##### DATA RECORDS #####

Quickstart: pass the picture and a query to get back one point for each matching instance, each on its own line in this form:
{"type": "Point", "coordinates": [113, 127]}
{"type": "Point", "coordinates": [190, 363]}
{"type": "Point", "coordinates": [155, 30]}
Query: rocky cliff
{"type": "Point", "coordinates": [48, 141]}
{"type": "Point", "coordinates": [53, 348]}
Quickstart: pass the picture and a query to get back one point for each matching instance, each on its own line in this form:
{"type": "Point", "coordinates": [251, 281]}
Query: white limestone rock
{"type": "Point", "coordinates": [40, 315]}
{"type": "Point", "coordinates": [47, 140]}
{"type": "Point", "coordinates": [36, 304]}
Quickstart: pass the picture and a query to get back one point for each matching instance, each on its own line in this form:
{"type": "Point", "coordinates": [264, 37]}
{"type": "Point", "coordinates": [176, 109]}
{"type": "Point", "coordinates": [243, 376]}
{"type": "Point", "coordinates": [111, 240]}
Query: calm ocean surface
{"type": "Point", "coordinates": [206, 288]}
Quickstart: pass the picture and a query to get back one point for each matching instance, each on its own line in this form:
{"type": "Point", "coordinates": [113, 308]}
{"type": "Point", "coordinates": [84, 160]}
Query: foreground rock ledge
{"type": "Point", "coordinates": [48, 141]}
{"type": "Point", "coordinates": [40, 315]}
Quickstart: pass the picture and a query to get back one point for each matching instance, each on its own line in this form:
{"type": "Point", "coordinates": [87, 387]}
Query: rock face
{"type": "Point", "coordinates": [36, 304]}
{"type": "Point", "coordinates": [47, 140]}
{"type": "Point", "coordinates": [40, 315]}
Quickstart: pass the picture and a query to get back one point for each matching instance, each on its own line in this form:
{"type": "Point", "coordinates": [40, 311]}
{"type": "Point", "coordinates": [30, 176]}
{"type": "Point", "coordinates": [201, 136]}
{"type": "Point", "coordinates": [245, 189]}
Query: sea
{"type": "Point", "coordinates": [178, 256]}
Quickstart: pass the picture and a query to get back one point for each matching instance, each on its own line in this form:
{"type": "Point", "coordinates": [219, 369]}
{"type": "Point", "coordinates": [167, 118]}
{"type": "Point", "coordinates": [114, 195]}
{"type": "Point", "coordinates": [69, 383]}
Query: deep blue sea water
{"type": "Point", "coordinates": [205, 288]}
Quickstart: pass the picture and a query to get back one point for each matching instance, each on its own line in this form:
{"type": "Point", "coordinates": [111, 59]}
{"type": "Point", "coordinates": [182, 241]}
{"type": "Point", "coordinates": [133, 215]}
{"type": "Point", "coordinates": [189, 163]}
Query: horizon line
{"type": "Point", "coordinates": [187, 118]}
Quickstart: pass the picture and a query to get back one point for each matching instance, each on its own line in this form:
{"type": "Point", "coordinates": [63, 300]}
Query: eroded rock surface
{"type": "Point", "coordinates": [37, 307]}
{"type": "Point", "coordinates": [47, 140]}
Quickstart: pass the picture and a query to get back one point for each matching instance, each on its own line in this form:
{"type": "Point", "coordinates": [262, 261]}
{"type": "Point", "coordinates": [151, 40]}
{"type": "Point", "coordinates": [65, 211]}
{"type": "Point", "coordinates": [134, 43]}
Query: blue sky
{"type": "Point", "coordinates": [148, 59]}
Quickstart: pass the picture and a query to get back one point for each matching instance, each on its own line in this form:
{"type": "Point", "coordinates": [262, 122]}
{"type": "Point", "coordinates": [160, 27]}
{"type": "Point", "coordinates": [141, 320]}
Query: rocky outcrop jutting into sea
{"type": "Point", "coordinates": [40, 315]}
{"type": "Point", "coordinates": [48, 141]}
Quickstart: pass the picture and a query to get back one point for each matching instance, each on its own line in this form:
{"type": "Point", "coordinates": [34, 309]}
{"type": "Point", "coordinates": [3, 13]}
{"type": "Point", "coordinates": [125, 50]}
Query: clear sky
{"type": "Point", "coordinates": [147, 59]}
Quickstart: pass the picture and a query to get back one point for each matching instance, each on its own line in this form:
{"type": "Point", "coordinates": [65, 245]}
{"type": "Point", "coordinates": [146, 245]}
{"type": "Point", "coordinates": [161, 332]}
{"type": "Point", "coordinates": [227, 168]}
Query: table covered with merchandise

#####

* [TASK BRIEF] Write the material out again word for word.

* [RESULT FOR THIS EXERCISE]
Quickstart: pass the picture and a query to get back one point for each matching instance, each on its own line in this form:
{"type": "Point", "coordinates": [113, 127]}
{"type": "Point", "coordinates": [190, 363]}
{"type": "Point", "coordinates": [155, 30]}
Query: rocky cliff
{"type": "Point", "coordinates": [48, 141]}
{"type": "Point", "coordinates": [53, 348]}
Quickstart: pass the picture and a query to get back one point for each matching instance, each on its own line in this form:
{"type": "Point", "coordinates": [251, 281]}
Query: white limestone rock
{"type": "Point", "coordinates": [40, 315]}
{"type": "Point", "coordinates": [47, 140]}
{"type": "Point", "coordinates": [36, 304]}
Quickstart: pass the picture and a query to get back one point for each matching instance, each on its own line in this form:
{"type": "Point", "coordinates": [264, 37]}
{"type": "Point", "coordinates": [176, 109]}
{"type": "Point", "coordinates": [243, 376]}
{"type": "Point", "coordinates": [111, 240]}
Query: calm ocean surface
{"type": "Point", "coordinates": [206, 288]}
Quickstart: pass the picture and a query to get back one point for each matching instance, each on its own line in this form:
{"type": "Point", "coordinates": [113, 308]}
{"type": "Point", "coordinates": [84, 160]}
Query: foreground rock ledge
{"type": "Point", "coordinates": [48, 141]}
{"type": "Point", "coordinates": [40, 315]}
Quickstart: pass the picture and a query to get back one point for each matching instance, each on its own line in this form:
{"type": "Point", "coordinates": [87, 387]}
Query: rock face
{"type": "Point", "coordinates": [36, 304]}
{"type": "Point", "coordinates": [47, 140]}
{"type": "Point", "coordinates": [40, 315]}
Quickstart: pass the picture and a query to get back one point for each matching instance, each on its own line in this form:
{"type": "Point", "coordinates": [40, 311]}
{"type": "Point", "coordinates": [30, 176]}
{"type": "Point", "coordinates": [201, 136]}
{"type": "Point", "coordinates": [245, 189]}
Query: sea
{"type": "Point", "coordinates": [178, 256]}
Quickstart: pass the picture and a query to get back one point for each matching instance, each on its own line in this form:
{"type": "Point", "coordinates": [219, 369]}
{"type": "Point", "coordinates": [167, 118]}
{"type": "Point", "coordinates": [114, 195]}
{"type": "Point", "coordinates": [69, 383]}
Query: deep blue sea water
{"type": "Point", "coordinates": [205, 288]}
Quickstart: pass the picture and a query to get back one point for each matching instance, each on its own line in this form:
{"type": "Point", "coordinates": [111, 59]}
{"type": "Point", "coordinates": [182, 241]}
{"type": "Point", "coordinates": [133, 215]}
{"type": "Point", "coordinates": [189, 163]}
Query: horizon line
{"type": "Point", "coordinates": [187, 118]}
Quickstart: pass the picture and a query to get back one point for each matching instance, each on its own line in this form:
{"type": "Point", "coordinates": [63, 300]}
Query: eroded rock surface
{"type": "Point", "coordinates": [37, 307]}
{"type": "Point", "coordinates": [47, 140]}
Quickstart: pass the picture and a query to get back one point for each matching instance, each on its own line in this form:
{"type": "Point", "coordinates": [262, 261]}
{"type": "Point", "coordinates": [151, 40]}
{"type": "Point", "coordinates": [65, 211]}
{"type": "Point", "coordinates": [134, 43]}
Query: blue sky
{"type": "Point", "coordinates": [148, 59]}
Quickstart: pass the picture and a query to get back one point for each matching instance, each on its own line in this form:
{"type": "Point", "coordinates": [262, 122]}
{"type": "Point", "coordinates": [160, 27]}
{"type": "Point", "coordinates": [141, 320]}
Query: rocky outcrop jutting into sea
{"type": "Point", "coordinates": [40, 315]}
{"type": "Point", "coordinates": [48, 141]}
Quickstart: pass the picture and a query to get back one point for each matching instance, each on its own line in this form:
{"type": "Point", "coordinates": [34, 309]}
{"type": "Point", "coordinates": [3, 13]}
{"type": "Point", "coordinates": [125, 50]}
Query: clear sky
{"type": "Point", "coordinates": [147, 59]}
Quickstart: pass the picture and a query to get back one point for each matching instance, each on its own line in this form:
{"type": "Point", "coordinates": [65, 245]}
{"type": "Point", "coordinates": [146, 245]}
{"type": "Point", "coordinates": [161, 332]}
{"type": "Point", "coordinates": [227, 168]}
Query: table covered with merchandise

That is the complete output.